WHAT YOU NEED TO DO
A. In the course overview, rewrite the paragraph that begins "Grading considers concepts like" more briefly, keeping its main facts.
B. Write out the course overview from "The final grade" up to and including "of the content!".
C. List every meeting topic named in the schedule of the course overview.

About me

  • Psychology –> Statistics –> ADS
  • Associate prof
  • Developer / Teacher
  • Missing Data / Programming
  • Bayesian by default
  • Frequentist through convenience
  • Father / Married / 2 kids
  • LCE afficionado

About the course

Format

  • Some Wednesdays till the end of the year:

    • 9 am - noon
    • Ruppert 011
    • The first part of every meeting will be a lecture.
    • Every second part will be hands-on / Q&A

If you cannot make a meeting; I’d like to know beforehand.

I’d strongly suggest to participate in every meeting

Schedule

When? Where? What?
14-Sep 9 am Ruppert 011 Monte Carlo simulation and Git
28-Sep 9 am Ruppert 011 Reproducible workflows and replication
26-Oct 9 am Ruppert 011 Typesetting equations with LaTeX
02-Nov 9 am Ruppert 011 Version control and Github in depth
23-Nov 9 am Ruppert 011 Presentations with rMarkdown
07-Dec 9 am Ruppert 011 Github pages and Shiny

Exercises

To develop the necessary skills for completing this course, 6 exercises must be made and submitted:

  • These exercises are not graded, but students must fulfill them to pass the course.
  • Exercises have to be handed in before the next meeting.
  • Answers will be posted after the next meeting.

Grading

The final grade is computed as follows:

Graded part Weight
Markup manuscript 50 %
Research repository 40 %
Personal repository 10 %

Good to know

Grading considers concepts like visual appearance, readability, usefulness, efficiency of the code. Grading does not consider the theoretical or quantitative properties or scientific quality of the content!

Contact

If you need any help during this course, do one of the following

  1. Google seems to have a lot of answers if you present it with the right question
  2. Open a Github Issue in the course GitHub page. The holy grail in discussion about collaborative development. I’d prefer plenary discussions for problems, because your unique problem usually is less unique than you might think.

EXTRACTED DATA
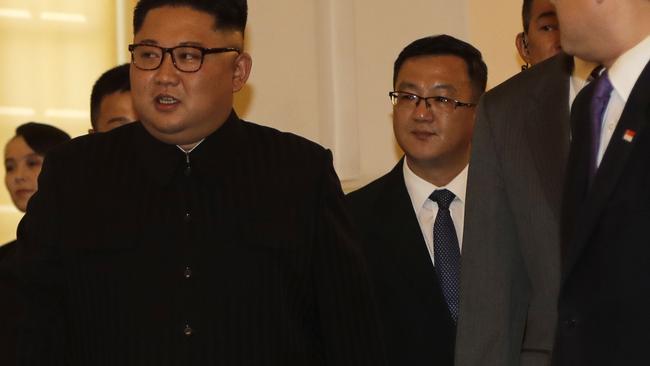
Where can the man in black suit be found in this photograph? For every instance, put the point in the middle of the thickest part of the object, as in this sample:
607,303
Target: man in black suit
605,285
215,241
412,217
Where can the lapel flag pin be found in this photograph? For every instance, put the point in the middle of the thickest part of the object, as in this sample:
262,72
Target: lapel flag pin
629,135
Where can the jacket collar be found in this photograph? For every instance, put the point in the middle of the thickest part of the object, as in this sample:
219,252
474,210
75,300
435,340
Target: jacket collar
217,152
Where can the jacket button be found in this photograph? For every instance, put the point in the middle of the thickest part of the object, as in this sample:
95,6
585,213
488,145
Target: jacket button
571,323
187,331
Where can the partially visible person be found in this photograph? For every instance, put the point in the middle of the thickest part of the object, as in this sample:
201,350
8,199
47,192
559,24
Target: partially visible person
511,269
111,105
24,154
412,217
605,290
540,38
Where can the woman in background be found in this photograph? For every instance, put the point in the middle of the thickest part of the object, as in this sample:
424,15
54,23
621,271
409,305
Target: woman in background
24,155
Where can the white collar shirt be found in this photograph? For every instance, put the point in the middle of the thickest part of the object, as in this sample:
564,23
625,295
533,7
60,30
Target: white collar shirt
623,74
426,210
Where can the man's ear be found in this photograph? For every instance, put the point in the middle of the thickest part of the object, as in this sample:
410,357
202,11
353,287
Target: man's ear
522,47
243,65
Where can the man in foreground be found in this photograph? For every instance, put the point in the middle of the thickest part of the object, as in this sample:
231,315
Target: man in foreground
605,289
215,241
412,217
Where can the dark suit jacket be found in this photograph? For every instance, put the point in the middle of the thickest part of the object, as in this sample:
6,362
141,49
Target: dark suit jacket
510,264
605,295
9,310
240,253
416,325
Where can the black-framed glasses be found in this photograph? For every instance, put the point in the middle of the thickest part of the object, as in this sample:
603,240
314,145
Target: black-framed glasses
184,58
410,101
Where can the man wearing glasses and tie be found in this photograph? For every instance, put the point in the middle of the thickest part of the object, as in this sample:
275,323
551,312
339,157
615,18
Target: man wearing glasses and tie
412,218
215,241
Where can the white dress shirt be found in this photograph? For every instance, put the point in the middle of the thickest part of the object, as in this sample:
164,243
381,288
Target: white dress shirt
426,210
580,77
623,74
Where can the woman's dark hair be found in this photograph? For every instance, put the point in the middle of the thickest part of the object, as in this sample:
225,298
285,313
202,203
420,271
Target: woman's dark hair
41,137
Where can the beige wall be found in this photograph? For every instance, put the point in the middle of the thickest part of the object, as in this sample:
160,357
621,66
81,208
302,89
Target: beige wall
322,68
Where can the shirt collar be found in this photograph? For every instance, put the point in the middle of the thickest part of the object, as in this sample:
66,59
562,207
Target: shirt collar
626,69
208,159
419,189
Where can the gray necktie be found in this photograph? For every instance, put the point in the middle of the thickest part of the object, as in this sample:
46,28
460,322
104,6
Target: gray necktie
446,252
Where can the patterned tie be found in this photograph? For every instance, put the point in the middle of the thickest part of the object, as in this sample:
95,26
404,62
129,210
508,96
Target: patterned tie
446,252
602,90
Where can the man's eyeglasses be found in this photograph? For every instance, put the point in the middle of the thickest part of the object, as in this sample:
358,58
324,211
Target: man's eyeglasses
410,101
185,58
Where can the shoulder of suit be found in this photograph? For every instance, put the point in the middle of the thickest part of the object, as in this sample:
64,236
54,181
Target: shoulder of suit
557,66
373,190
275,136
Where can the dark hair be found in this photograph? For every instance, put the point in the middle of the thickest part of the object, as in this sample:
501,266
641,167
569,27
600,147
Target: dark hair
447,45
526,13
112,81
228,14
41,137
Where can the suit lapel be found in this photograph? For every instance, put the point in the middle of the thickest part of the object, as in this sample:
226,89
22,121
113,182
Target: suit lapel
635,117
547,128
401,238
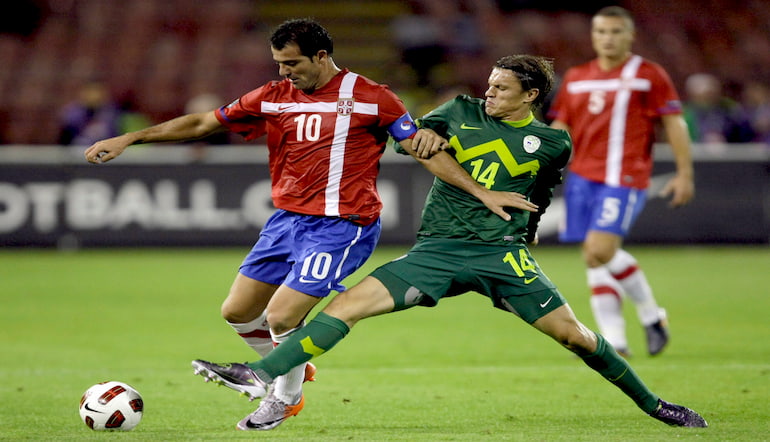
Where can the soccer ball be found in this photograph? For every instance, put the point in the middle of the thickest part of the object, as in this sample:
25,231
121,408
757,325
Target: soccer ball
111,406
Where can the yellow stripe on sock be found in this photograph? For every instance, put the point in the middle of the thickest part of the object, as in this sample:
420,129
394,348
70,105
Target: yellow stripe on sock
310,348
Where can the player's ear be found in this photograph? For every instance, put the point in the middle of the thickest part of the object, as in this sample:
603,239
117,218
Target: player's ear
532,95
321,56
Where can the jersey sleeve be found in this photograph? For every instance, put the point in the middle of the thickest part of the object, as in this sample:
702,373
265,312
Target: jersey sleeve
438,119
394,116
243,117
547,179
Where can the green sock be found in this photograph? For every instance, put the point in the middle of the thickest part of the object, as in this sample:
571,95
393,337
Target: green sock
616,370
317,337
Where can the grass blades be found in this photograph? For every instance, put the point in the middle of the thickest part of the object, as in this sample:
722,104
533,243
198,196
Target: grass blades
461,371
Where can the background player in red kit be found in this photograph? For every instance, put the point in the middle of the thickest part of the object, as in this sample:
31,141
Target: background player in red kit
326,130
610,106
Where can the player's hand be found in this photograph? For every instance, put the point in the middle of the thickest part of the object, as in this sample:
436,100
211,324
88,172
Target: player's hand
497,201
427,143
106,150
680,188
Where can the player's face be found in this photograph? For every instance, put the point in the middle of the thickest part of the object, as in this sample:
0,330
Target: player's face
303,72
612,37
505,98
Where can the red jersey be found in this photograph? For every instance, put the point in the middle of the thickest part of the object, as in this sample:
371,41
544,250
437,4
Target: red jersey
324,147
612,116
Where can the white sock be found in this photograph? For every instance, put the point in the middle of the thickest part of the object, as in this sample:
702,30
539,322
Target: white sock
607,306
625,269
288,387
256,334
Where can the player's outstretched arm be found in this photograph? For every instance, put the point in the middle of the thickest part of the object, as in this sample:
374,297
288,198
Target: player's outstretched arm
187,127
442,165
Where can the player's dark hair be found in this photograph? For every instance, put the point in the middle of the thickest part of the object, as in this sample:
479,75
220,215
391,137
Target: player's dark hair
532,71
306,33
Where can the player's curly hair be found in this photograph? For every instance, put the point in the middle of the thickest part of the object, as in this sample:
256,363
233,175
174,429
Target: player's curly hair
534,72
306,33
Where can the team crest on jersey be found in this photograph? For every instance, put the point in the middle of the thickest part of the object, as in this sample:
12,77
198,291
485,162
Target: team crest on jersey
345,106
531,143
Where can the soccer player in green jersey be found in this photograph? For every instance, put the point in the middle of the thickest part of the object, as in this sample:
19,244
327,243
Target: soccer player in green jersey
463,246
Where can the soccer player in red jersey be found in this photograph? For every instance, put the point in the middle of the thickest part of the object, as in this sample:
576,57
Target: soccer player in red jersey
326,131
610,106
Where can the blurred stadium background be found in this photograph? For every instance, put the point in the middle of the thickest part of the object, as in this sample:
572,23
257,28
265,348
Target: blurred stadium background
158,58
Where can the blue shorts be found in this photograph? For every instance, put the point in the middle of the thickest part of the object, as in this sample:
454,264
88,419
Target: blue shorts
311,254
597,206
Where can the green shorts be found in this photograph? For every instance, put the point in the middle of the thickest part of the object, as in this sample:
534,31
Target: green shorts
438,268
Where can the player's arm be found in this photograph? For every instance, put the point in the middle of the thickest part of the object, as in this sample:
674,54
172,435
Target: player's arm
558,124
681,187
187,127
447,169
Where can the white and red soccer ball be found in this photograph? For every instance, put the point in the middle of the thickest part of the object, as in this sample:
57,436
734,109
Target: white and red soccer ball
111,406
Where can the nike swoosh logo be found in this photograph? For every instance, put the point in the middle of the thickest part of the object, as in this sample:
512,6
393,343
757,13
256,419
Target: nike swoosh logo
528,280
91,409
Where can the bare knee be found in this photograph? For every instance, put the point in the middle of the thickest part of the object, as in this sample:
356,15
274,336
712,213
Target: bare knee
246,300
238,313
282,322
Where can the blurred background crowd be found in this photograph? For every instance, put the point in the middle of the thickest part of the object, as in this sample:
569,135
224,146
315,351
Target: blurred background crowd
75,71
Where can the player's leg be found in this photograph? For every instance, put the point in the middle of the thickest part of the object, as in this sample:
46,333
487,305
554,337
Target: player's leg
562,325
606,291
612,220
584,206
260,274
244,311
368,298
626,270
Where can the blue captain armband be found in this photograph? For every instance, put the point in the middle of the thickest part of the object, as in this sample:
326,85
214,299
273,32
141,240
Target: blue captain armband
402,128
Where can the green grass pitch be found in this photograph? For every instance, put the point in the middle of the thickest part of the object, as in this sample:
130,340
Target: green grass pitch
461,371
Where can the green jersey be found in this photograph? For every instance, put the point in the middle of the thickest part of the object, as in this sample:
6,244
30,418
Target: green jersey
524,156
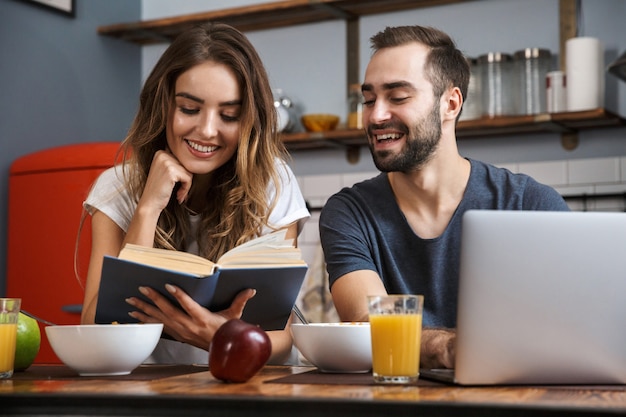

CORRECT ANSWERS
A. Grading assesses visual appearance, readability, usefulness, and code efficiency. It does not assess the content's theoretical or quantitative properties or its scientific quality.

B.
The final grade is computed as follows:

Graded part Weight
Markup manuscript 50 %
Research repository 40 %
Personal repository 10 %

Good to know

Grading considers concepts like visual appearance, readability, usefulness, efficiency of the code. Grading does not consider the theoretical or quantitative properties or scientific quality of the content!

C.
- Monte Carlo simulation and Git
- Reproducible workflows and replication
- Typesetting equations with LaTeX
- Version control and Github in depth
- Presentations with rMarkdown
- Github pages and Shiny